## Document passage
--
Finished product first, followed by a detailed breakdown. This can be copy-pasted, but you might need to adjust it to fit your own needs.

# .github/workflows/rubocop.yml
name: RuboCop

concurrency:
  group: ${{ github.workflow }}-${{ github.ref }}
  cancel-in-progress: true

on:
  pull_request:
  push:
    branches: # Keep one, delete the other
      - master
      - main

jobs:
  rubocop:
    runs-on: ubuntu-latest
    timeout-minutes: 10
    env:
      RUBOCOP_CACHE_ROOT: tmp/rubocop
    steps:
      - name: Git checkout
        uses: actions/checkout@v4
      - name: Set up Ruby
        uses: ruby/setup-ruby@v1
        with:
          bundler-cache: true
      - name: Prepare RuboCop cache
        uses: actions/cache@v4
        env:
          DEPENDENCIES_HASH: ${{ hashFiles('.ruby-version', '**/.rubocop.yml', 'Gemfile.lock') }}
        with:
          path: ${{ env.RUBOCOP_CACHE_ROOT }}
          key: rubocop-cache-${{ runner.os }}-${{ env.DEPENDENCIES_HASH }}-${{ github.ref_name == github.event.repository.default_branch && github.run_id || 'default' }}
          restore-keys: |
            rubocop-cache-${{ runner.os }}-${{ env.DEPENDENCIES_HASH }}-
      - name: Run RuboCop
        run: bundle exec rubocop --format github

Workflow breakdown

There are a few things going on here; let’s start from the top.

Concurrency

concurrency:
  group: ${{ github.workflow }}-${{ github.ref }}
  cancel-in-progress: true

Mechanism to limit in-progress workflow runs to one per branch. In practice, if you push a commit to a branch while a workflow is already running for a previous commit, that run will be cancelled.

Workflow triggers

on:
  pull_request:
  push:
    branches:
      - master
      - main

Defines events that trigger the workflow.

pull_request will run RuboCop when a PR is opened or updated, for example.

push will run RuboCop on pushes to the default branch (master/main). This is used to both verify the latest commit passes RuboCop and to update the cache (more on that below).
--
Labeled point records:
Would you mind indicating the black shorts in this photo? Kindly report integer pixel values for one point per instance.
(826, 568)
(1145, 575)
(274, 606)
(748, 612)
--
## Given task 1
List the names of all the steps defined in the RuboCop workflow article's workflow file.
## Given task 2
Continue the RuboCop workflow article from the point where it stops.
The data has no connection to the RuboCop workflow article.

## Expected answer 1
Git checkout
Set up Ruby
Prepare RuboCop cache
Run RuboCop

## Expected answer 2
Job setup

jobs:
  rubocop:
    runs-on: ubuntu-latest
    timeout-minutes: 10
    env:
      RUBOCOP_CACHE_ROOT: tmp/rubocop

Defines the job and its runner and timeout. Adjust the timeout if necessary, but keep it as low as possible in case a workflow run gets stuck so you don’t get billed for wasted minutes (default timeout is 6 hours, which could cost you a couple $$ if something goes awry and you don’t notice it (speaking from experience)).

This part of the workflow also sets up the RUBOCOP_CACHE_ROOT environment variable to save RuboCop cache in the tmp/rubocop folder. This is the folder we’ll be saving in GitHub Actions cache later on.

Repo setup

    steps:
      - name: Git checkout
        uses: actions/checkout@v4
      - name: Set up Ruby
        uses: ruby/setup-ruby@v1
        with:
          bundler-cache: true

Clones the repo and installs and caches gems.

RuboCop cache preparation

This is the main dish. The following step uses the cache action.

      - name: Prepare RuboCop cache
        uses: actions/cache@v4
        env:
          DEPENDENCIES_HASH: ${{ hashFiles('.ruby-version', '**/.rubocop.yml', 'Gemfile.lock') }}
        with:
          path: ${{ env.RUBOCOP_CACHE_ROOT }}
          key: rubocop-cache-${{ runner.os }}-${{ env.DEPENDENCIES_HASH }}-${{ github.ref_name == github.event.repository.default_branch && github.run_id || 'default' }}
          restore-keys: |
            rubocop-cache-${{ runner.os }}-${{ env.DEPENDENCIES_HASH }}-

The path we’re caching is defined in the environment variable RUBOCOP_CACHE_ROOT that was set on job-level. Setting this folder explicitly ensures RuboCop cache is located in the same folder that GH Actions caches.

Cache is saved under the key:

rubocop-cache-
${{ runner.os }}-
${{ env.DEPENDENCIES_HASH }}-
${{ github.ref_name == github.event.repository.default_branch && github.run_id || 'default' }

${{ runner.os }} is added as “standard” practice to not use a cache if you switch to a runner on a different OS.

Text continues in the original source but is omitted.